─── Input data

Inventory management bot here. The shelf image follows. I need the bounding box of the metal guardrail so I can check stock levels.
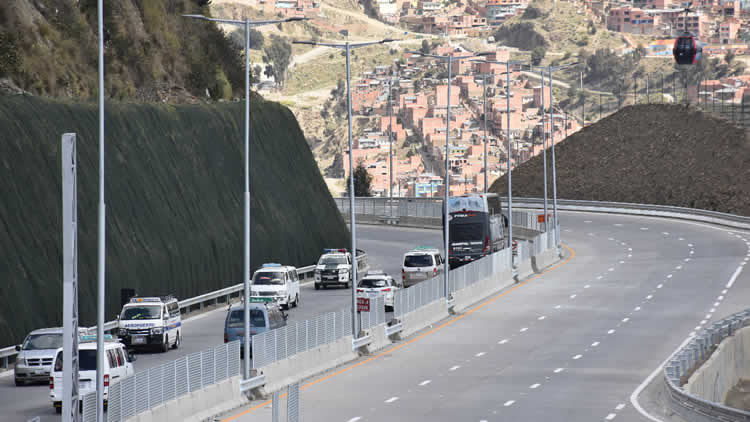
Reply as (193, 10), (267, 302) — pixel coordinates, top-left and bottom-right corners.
(103, 341), (240, 422)
(663, 309), (750, 422)
(251, 308), (352, 369)
(0, 262), (318, 368)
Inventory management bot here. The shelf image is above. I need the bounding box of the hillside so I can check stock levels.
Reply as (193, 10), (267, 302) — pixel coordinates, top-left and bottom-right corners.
(0, 96), (348, 345)
(0, 0), (244, 102)
(491, 105), (750, 216)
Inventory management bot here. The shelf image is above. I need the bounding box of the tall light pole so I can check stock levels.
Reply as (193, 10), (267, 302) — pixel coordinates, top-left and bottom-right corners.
(476, 60), (526, 268)
(96, 0), (106, 422)
(406, 50), (489, 299)
(292, 38), (396, 341)
(182, 15), (307, 379)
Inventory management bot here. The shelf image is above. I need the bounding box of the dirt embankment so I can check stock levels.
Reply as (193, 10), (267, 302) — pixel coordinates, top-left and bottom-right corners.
(491, 105), (750, 216)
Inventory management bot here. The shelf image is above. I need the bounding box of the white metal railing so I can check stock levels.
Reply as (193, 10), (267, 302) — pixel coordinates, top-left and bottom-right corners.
(251, 308), (352, 369)
(97, 341), (240, 422)
(0, 262), (320, 368)
(663, 309), (750, 422)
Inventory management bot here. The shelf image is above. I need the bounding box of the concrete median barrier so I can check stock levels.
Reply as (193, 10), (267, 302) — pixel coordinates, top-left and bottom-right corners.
(394, 298), (448, 340)
(126, 376), (248, 422)
(453, 268), (516, 311)
(258, 332), (360, 394)
(684, 327), (750, 403)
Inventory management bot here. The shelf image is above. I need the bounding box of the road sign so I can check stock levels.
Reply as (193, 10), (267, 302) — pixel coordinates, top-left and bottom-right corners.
(357, 297), (370, 312)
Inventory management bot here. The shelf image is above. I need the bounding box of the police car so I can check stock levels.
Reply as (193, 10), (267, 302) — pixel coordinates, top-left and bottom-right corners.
(315, 249), (352, 290)
(49, 334), (135, 413)
(357, 271), (404, 312)
(250, 264), (300, 309)
(118, 296), (182, 352)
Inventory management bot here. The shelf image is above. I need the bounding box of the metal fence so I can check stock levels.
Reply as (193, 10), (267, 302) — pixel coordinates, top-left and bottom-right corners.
(663, 309), (750, 422)
(359, 295), (385, 330)
(101, 341), (240, 422)
(252, 308), (356, 369)
(393, 274), (444, 318)
(448, 247), (521, 293)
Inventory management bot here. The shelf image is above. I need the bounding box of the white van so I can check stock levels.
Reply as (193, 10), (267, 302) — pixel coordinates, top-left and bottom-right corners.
(118, 296), (182, 352)
(49, 335), (135, 413)
(250, 264), (299, 309)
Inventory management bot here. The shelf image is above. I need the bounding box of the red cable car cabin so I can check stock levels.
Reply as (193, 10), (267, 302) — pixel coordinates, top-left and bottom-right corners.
(672, 34), (700, 64)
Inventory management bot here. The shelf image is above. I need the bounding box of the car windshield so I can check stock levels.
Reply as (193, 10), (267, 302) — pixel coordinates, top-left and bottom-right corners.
(359, 278), (388, 289)
(23, 334), (62, 350)
(253, 271), (284, 285)
(404, 255), (432, 267)
(227, 309), (266, 328)
(318, 256), (348, 265)
(54, 350), (96, 372)
(120, 306), (161, 321)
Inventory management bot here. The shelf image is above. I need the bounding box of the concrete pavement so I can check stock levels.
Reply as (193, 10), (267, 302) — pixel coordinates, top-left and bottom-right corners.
(225, 213), (750, 422)
(0, 226), (442, 422)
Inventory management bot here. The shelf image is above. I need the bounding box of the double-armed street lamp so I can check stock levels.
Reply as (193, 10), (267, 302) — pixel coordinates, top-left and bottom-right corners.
(292, 38), (396, 341)
(182, 15), (307, 379)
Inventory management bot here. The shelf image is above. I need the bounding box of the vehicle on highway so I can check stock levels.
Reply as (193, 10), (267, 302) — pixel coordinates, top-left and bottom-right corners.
(14, 327), (63, 386)
(357, 271), (404, 312)
(224, 296), (288, 357)
(117, 296), (182, 352)
(49, 335), (135, 413)
(315, 249), (352, 290)
(250, 263), (300, 309)
(443, 193), (508, 268)
(401, 246), (443, 287)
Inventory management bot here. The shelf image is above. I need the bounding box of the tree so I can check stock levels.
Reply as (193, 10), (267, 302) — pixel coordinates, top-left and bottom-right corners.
(263, 35), (292, 85)
(346, 161), (372, 197)
(419, 40), (432, 54)
(531, 46), (547, 66)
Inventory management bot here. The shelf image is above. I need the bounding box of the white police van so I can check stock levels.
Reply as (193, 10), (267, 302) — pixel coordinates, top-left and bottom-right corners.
(250, 264), (300, 309)
(118, 296), (182, 352)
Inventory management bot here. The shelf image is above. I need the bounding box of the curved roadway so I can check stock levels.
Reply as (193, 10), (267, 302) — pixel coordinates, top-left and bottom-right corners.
(0, 225), (442, 422)
(225, 213), (750, 422)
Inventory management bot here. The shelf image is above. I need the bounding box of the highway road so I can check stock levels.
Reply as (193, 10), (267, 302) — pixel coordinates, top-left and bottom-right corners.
(0, 225), (442, 422)
(225, 213), (750, 422)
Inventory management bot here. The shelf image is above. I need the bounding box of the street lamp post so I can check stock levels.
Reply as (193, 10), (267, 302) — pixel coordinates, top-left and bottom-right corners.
(182, 15), (307, 379)
(407, 50), (488, 299)
(292, 38), (395, 341)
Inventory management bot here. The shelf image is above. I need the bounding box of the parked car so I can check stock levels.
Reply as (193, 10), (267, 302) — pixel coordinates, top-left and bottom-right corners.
(401, 246), (444, 287)
(49, 335), (135, 413)
(357, 271), (404, 312)
(224, 296), (287, 357)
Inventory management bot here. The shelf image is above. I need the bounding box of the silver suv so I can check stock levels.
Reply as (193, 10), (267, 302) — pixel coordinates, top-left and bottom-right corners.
(15, 327), (63, 386)
(401, 247), (443, 287)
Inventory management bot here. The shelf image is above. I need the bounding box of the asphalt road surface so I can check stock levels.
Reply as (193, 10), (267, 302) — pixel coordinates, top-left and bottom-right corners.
(0, 225), (442, 422)
(225, 213), (750, 422)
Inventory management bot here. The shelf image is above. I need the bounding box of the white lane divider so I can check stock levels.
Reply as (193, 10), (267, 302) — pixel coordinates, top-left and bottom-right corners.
(727, 267), (742, 289)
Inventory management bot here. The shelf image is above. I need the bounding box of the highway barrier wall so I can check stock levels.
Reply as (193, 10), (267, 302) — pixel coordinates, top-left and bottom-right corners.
(684, 327), (750, 403)
(663, 309), (750, 422)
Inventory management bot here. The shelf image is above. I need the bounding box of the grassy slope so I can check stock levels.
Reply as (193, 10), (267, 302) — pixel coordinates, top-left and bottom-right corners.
(0, 97), (347, 344)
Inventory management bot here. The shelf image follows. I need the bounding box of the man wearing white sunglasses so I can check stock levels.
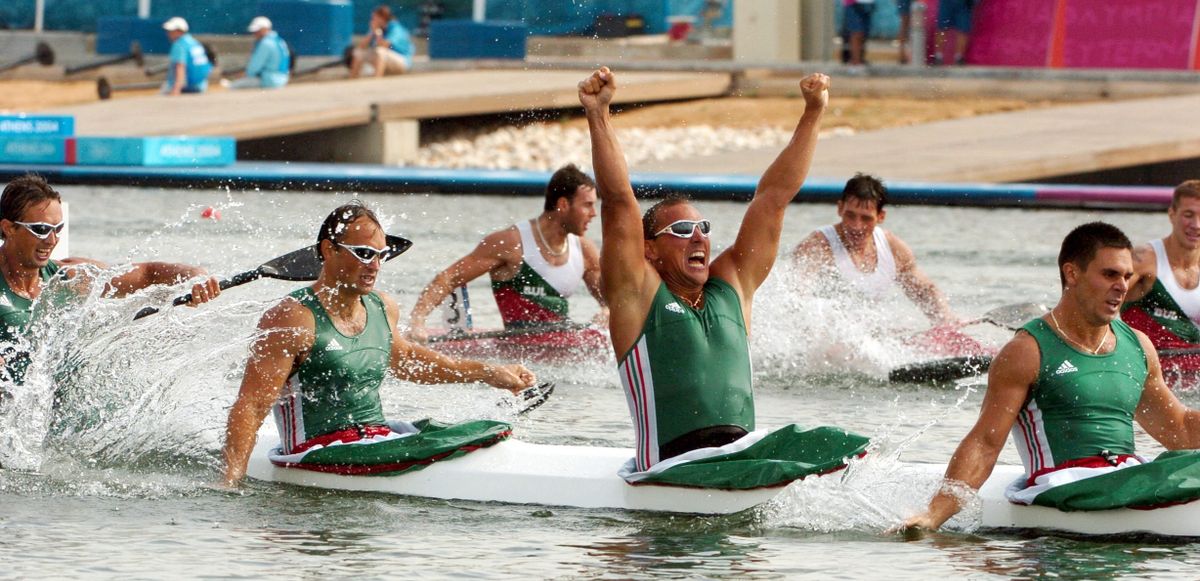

──────

Exercise directions: Reproduce, word for word, the lines of the data above, starting at the line that contains "road so I can check stock levels." and stopping after the line that contains "(292, 38), (395, 341)".

Final answer:
Inventory management bot here. The shelf image is above. I need the bounding box of the highway road so I can check stock levels.
Reply as (193, 10), (267, 302) — pixel coordinates, top-left and bottom-right corners.
(0, 225), (442, 422)
(225, 213), (750, 422)
Inventory management bot here. The shelf image is above. I need the bounding box of the street lamp post so I can check stock levels.
Reply as (193, 10), (267, 302) — pixel coordinates, top-left and bottom-right corners.
(182, 15), (307, 379)
(407, 50), (488, 299)
(292, 38), (395, 341)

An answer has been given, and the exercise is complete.